*WHAT THE TASK REQUIRES*
Where a record contains a picture, omit it; otherwise reproduce the listing exactly.

*EXTRACTED MATERIAL*
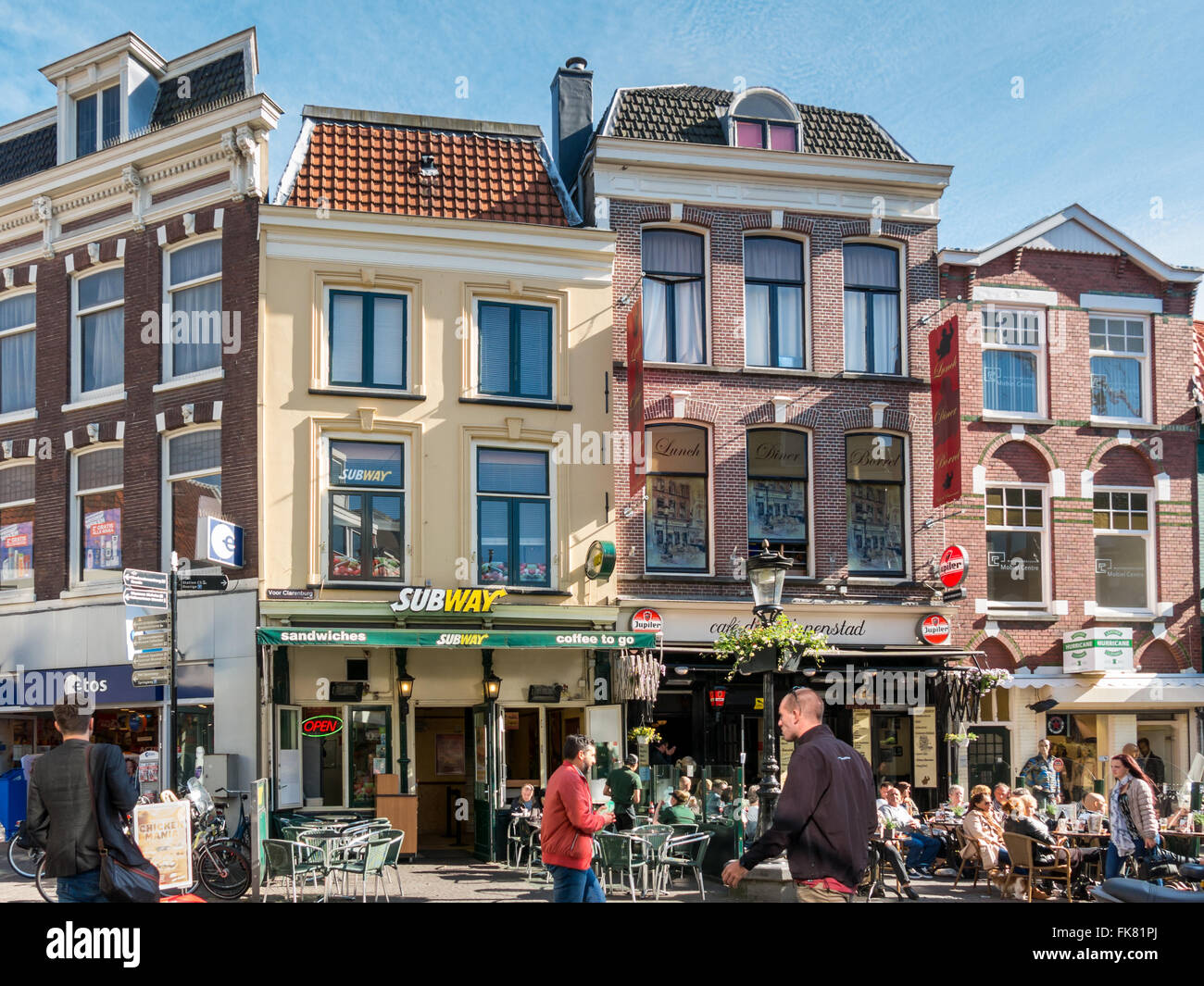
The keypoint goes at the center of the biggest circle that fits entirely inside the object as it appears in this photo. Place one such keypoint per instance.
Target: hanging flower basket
(782, 645)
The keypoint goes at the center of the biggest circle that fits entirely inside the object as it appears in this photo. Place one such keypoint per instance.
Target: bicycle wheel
(224, 869)
(24, 858)
(47, 885)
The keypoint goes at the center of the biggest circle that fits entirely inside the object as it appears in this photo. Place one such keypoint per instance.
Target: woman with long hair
(1133, 814)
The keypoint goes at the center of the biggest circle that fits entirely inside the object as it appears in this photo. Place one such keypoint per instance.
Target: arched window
(773, 303)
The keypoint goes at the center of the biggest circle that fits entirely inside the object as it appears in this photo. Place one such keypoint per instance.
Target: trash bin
(12, 800)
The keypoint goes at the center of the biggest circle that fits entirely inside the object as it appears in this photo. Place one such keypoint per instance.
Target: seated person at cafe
(984, 833)
(526, 801)
(677, 813)
(1022, 818)
(922, 849)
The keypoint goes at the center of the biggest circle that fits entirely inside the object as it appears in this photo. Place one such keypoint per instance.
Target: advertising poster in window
(947, 414)
(103, 538)
(16, 550)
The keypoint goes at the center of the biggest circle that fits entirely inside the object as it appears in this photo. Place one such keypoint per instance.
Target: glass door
(370, 738)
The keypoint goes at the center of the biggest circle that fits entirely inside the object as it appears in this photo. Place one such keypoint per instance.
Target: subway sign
(321, 725)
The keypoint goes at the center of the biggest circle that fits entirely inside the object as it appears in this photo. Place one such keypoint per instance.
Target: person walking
(69, 812)
(825, 814)
(570, 821)
(622, 785)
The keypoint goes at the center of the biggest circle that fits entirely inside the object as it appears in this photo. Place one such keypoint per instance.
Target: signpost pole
(172, 726)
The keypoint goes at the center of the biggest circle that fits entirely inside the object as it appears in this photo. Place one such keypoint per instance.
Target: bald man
(825, 814)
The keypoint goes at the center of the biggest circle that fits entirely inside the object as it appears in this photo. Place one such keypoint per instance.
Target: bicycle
(23, 855)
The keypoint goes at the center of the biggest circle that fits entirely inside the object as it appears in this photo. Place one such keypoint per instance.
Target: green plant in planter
(791, 641)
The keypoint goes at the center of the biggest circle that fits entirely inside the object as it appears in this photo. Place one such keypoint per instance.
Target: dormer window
(765, 119)
(97, 116)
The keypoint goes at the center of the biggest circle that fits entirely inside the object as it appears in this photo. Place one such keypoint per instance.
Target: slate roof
(369, 168)
(687, 115)
(29, 153)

*EXPECTED OUTPUT*
The keypoint goes at the center of the biggest circle that fits entirely inside the object as it appears in this photo. Place one such keypoint per instance.
Target: hanging flower basket
(782, 645)
The keypoint goes at the center of the biggest circle that fits entirely inside the object as it appears in this photo. Place one such keypoint per instance.
Target: bicycle wheel
(224, 869)
(24, 858)
(47, 885)
The keypoint goes at the center of the biggest circle that fits entirely inside the object as it appears in this photo. Place one such keypoint per instance.
Target: woman with long hair
(1133, 814)
The keypoint goes at the center of the biggest circle that fits entirely inside the object as it appears in this photo. Place one such keypoint per instance.
Target: arched window
(773, 303)
The keypoint goes at the center of the biggest circle that fits entirely inside the object as it appears in this photo. Place one such keypoint per instance.
Target: trash bin
(12, 800)
The keypoint goes at the center of the biggest circle that fits entirely inside the object as it appears in this photo. Place one such keypoint per instance.
Target: seated person at cafe
(984, 833)
(526, 801)
(677, 813)
(1022, 818)
(922, 849)
The keypoint goes at the center of the biggest circle that fits entirely inside the object as it appears in this photo. Place one such keypoint per instance.
Target: advertising poster in window
(947, 414)
(103, 538)
(16, 550)
The keypoint goes at the center of the biggest circle that fits entirely inside the object as it appears in this photo. Place one such keypoint per instance.
Target: glass door
(370, 738)
The keypoint goes at the center of the biggest circle that fits entirely inside the object as it appears in this photo. Place one such keypoint per instance.
Target: subway sign
(321, 725)
The keypoint goes at the center of the biggest circle that fits entirely inside the object as it appears in this photo. Place one such keypoint per instance.
Target: person walking
(69, 812)
(825, 814)
(570, 821)
(622, 785)
The keypoint goes at the center of the biggest circle that fits entirely inside the object as it appears in this photo. Place one such keypoint per instance.
Target: signpost pole
(172, 726)
The keypoint goes at the center of the biggest circle that fits entirely inside the object as it appears in this photo. Place one such keypoint per instance.
Target: bald man
(825, 814)
The keypoint goes at the center of the biggest circle that fits entirely inside the object as it appears in this photo. Place one such keypoint per instance.
Target: bicycle
(23, 855)
The keypoint goes at the center of the biggest circle that fits entirely inside the object as it appears in this photo. Place one such keypoint per instance.
Target: green plant in planter
(791, 641)
The keypoint goes at the center of the biggest circle that fits entirely inside the object as it appears in this photo. Place one such keypoint per instance.
Target: dormer window
(765, 119)
(97, 116)
The keypoint goes at the center of the biggest circle that fits entirely inside the object as it appears in this photo. Place one such keypoint per instance.
Target: slate roof
(369, 168)
(687, 115)
(29, 153)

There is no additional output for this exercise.